### [Required work]
Show every line of the material below that contains the word "fence", copying each one in full.

### [Data entries]
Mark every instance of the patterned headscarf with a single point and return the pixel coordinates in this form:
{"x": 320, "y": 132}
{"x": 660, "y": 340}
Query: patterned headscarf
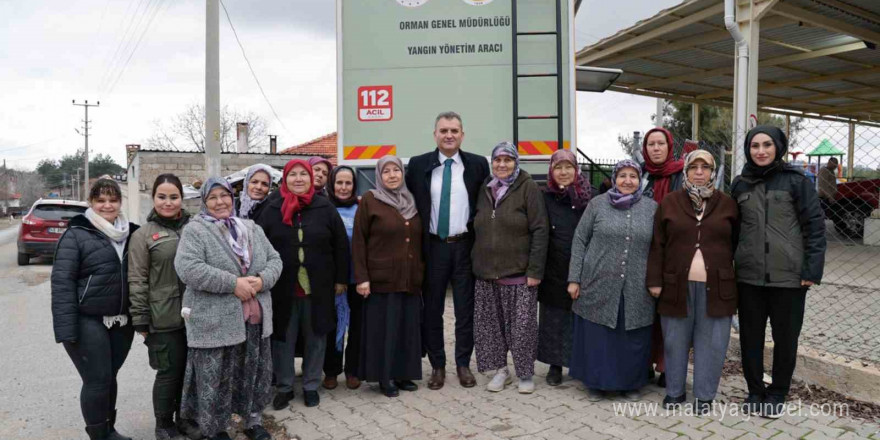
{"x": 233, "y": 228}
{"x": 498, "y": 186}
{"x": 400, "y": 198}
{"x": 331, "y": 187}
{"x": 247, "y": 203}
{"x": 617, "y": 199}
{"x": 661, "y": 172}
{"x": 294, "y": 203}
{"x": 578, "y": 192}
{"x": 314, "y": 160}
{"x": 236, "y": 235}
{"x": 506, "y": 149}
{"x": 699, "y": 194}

==

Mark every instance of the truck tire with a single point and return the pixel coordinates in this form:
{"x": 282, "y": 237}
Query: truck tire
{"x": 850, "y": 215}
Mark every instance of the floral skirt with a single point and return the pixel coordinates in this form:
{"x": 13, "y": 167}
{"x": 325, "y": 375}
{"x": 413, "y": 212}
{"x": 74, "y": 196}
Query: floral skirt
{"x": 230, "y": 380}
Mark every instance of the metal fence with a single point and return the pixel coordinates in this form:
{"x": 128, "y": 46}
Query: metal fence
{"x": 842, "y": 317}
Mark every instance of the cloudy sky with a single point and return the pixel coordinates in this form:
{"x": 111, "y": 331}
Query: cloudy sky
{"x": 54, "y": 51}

==

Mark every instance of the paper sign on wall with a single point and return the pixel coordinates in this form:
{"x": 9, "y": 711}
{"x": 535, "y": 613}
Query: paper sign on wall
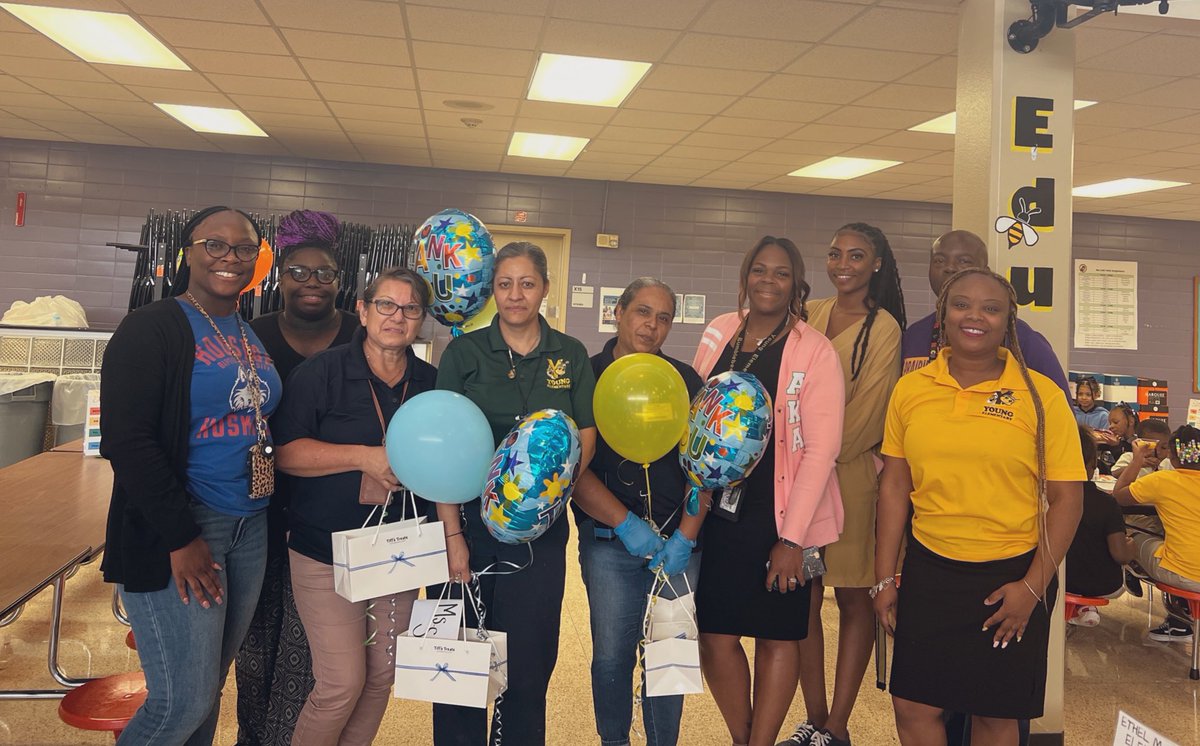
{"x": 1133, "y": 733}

### [Output for this task]
Mark every instance of the metal fence with a single point and return the pixel coordinates in this form:
Query: metal fence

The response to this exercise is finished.